## Aim of the task
From the listing below, keep only the lines that contain the string "positive" and copy each of them in full. Treat the match as case-sensitive.

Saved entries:
════════════════════
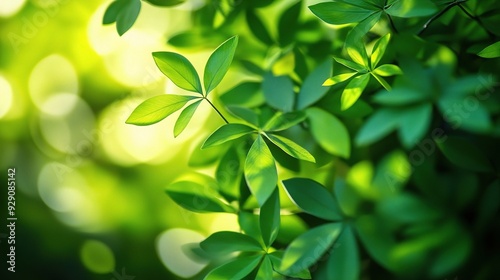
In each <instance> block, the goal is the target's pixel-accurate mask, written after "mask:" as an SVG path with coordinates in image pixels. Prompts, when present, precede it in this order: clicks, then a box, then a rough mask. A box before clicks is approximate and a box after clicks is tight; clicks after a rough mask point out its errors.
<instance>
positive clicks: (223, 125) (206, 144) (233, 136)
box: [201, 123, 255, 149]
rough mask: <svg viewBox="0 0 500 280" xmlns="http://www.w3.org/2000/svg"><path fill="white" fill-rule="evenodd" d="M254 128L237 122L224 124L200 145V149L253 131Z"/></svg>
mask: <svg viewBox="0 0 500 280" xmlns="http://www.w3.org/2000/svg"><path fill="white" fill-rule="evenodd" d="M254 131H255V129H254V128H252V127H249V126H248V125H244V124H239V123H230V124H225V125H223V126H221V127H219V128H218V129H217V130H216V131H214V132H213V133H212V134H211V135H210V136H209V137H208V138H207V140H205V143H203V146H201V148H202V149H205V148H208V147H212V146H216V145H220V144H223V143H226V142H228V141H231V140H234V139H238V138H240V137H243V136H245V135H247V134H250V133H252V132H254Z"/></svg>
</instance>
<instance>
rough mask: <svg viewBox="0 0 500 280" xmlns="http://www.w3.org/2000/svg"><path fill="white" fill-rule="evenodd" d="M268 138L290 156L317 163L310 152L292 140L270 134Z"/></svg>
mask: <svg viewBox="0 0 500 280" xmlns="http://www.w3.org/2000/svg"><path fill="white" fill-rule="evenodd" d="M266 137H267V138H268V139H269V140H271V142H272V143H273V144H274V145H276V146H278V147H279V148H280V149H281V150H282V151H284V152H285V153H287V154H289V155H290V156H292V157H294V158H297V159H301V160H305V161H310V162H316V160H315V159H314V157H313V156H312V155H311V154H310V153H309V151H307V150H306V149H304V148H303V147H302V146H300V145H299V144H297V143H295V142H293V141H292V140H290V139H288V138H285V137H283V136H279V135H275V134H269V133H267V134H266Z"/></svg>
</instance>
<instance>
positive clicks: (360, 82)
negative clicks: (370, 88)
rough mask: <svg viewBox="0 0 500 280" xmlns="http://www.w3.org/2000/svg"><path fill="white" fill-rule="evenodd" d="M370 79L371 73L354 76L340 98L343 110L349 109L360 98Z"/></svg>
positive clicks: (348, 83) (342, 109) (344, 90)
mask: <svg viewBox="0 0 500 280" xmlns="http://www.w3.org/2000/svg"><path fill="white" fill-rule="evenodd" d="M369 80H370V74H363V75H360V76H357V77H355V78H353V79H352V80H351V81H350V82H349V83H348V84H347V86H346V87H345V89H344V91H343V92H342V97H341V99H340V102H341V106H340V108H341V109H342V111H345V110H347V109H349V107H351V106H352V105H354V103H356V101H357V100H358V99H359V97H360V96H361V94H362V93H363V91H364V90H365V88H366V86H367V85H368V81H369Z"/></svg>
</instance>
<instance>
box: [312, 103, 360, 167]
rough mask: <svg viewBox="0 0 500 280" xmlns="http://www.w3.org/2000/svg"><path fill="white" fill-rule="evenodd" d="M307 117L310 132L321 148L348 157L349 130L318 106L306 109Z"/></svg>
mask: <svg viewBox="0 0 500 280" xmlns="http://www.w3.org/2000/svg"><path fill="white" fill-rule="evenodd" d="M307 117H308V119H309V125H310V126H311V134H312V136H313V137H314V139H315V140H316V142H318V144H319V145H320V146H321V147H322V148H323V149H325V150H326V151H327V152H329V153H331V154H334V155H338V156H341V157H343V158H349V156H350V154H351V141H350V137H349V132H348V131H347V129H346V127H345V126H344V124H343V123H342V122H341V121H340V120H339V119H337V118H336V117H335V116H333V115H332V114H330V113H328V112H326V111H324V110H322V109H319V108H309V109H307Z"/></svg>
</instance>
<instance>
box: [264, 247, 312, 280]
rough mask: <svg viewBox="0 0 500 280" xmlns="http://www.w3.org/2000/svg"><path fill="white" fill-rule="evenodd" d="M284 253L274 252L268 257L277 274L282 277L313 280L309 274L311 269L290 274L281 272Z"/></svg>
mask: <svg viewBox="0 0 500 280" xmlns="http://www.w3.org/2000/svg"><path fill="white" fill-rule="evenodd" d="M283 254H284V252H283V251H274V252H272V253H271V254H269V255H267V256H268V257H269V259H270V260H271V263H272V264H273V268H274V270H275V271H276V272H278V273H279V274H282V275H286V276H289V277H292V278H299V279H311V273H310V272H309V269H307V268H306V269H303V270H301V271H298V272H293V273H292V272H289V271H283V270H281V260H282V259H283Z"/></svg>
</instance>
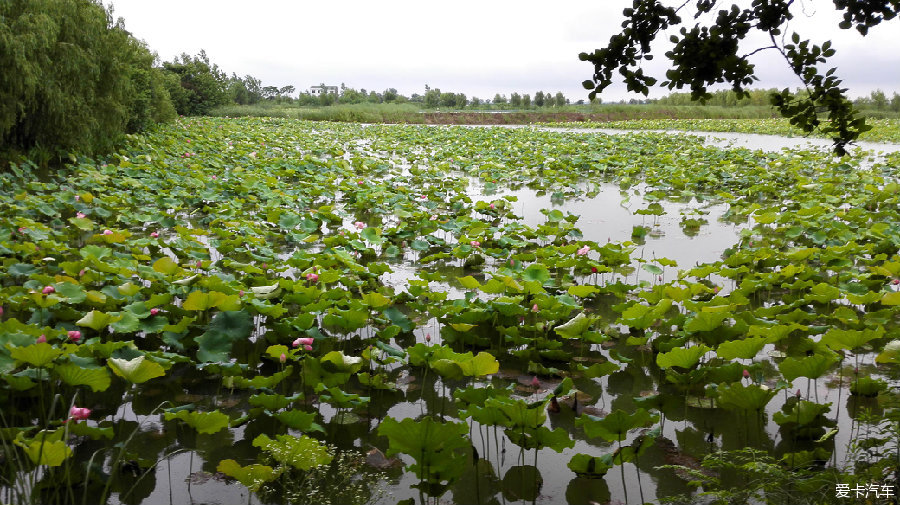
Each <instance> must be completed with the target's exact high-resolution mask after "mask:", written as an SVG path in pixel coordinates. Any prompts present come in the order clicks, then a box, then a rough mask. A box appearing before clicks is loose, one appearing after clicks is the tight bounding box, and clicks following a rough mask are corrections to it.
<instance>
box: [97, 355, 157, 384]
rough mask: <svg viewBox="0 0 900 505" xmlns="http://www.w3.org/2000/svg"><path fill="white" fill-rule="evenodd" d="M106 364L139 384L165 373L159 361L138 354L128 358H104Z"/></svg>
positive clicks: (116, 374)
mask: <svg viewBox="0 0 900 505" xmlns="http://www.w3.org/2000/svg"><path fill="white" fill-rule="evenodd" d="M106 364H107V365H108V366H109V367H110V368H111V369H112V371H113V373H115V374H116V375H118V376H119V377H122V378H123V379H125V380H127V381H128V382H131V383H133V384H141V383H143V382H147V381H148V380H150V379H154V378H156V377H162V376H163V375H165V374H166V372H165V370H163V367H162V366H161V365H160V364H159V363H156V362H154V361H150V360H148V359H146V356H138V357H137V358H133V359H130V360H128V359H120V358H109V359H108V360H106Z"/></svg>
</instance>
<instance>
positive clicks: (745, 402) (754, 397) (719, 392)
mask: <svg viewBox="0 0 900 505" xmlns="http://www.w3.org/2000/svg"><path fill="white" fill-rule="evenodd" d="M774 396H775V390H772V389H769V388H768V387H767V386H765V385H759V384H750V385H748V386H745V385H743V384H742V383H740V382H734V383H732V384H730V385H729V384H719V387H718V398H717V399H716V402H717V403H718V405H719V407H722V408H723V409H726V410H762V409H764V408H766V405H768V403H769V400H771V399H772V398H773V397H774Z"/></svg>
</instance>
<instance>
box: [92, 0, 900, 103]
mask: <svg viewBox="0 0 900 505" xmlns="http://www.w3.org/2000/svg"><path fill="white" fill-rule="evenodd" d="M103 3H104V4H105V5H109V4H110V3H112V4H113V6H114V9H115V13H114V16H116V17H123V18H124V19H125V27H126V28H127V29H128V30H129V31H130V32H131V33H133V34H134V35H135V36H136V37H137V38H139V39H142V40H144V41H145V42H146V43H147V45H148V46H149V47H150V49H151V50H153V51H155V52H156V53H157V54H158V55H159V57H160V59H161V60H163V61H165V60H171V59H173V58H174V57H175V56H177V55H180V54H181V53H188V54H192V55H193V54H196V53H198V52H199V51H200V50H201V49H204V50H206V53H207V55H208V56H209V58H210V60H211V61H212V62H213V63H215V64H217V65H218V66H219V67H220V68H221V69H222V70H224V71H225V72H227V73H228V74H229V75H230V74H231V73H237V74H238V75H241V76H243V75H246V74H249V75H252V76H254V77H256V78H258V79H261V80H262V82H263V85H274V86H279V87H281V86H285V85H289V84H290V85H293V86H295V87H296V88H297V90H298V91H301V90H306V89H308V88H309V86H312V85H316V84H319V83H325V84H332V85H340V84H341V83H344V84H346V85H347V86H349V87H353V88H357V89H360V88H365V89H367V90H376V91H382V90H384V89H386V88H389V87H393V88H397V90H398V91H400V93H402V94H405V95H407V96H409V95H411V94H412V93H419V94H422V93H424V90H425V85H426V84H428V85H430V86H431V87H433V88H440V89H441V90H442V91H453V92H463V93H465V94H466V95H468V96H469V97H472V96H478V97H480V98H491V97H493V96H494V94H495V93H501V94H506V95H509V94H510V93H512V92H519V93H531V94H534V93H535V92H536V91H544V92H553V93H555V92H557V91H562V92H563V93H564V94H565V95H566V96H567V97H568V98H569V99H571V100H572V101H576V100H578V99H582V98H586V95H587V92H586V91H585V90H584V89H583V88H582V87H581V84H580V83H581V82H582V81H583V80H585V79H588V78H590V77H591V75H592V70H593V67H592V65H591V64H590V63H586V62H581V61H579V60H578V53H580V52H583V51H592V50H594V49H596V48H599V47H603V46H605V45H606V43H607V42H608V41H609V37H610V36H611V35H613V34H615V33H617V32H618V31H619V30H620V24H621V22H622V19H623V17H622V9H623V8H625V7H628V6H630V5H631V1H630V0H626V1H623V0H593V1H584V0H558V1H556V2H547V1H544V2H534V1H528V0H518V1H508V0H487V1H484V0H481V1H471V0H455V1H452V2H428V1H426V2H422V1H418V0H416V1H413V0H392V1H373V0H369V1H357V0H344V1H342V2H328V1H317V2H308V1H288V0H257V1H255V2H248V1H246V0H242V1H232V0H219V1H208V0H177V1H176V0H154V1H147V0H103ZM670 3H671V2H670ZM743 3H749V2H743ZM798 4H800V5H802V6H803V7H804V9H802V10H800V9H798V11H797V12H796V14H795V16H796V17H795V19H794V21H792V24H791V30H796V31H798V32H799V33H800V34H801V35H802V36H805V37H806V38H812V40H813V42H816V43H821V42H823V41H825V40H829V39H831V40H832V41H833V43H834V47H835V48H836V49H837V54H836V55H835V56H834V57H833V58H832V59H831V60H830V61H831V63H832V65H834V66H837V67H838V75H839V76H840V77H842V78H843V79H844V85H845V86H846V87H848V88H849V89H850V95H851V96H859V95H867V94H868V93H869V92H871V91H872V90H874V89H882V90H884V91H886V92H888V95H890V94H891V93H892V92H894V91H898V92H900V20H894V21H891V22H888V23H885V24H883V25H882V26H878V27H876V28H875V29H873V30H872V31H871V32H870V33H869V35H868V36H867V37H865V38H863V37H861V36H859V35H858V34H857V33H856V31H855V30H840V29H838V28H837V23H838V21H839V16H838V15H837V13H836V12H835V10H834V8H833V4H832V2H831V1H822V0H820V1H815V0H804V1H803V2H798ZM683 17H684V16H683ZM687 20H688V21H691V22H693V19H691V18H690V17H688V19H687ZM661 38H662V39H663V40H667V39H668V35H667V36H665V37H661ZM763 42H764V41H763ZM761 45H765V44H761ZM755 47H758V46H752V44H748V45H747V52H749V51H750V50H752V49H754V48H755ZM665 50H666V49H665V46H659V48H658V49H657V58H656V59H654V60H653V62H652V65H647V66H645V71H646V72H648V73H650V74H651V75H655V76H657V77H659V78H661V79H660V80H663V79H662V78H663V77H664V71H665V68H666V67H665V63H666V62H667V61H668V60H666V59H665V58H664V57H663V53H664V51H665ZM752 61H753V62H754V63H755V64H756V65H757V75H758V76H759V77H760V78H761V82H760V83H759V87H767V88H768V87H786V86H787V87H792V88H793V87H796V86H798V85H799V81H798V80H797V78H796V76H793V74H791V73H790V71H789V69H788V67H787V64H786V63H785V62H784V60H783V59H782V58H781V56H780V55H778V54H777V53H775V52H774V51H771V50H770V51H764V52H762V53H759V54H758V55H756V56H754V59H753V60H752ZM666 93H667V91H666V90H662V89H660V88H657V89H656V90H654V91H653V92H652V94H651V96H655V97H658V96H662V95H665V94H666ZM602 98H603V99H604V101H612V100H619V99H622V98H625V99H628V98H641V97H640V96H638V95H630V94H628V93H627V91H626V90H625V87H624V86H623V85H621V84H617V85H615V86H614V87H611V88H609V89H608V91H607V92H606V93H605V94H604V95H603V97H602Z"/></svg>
════════════════════
## Problem solution
positive clicks: (223, 125) (206, 144) (233, 136)
positive clicks: (360, 82)
positive clicks: (348, 83) (342, 109) (344, 90)
positive clicks: (116, 374)
positive clicks: (745, 402) (754, 397) (719, 392)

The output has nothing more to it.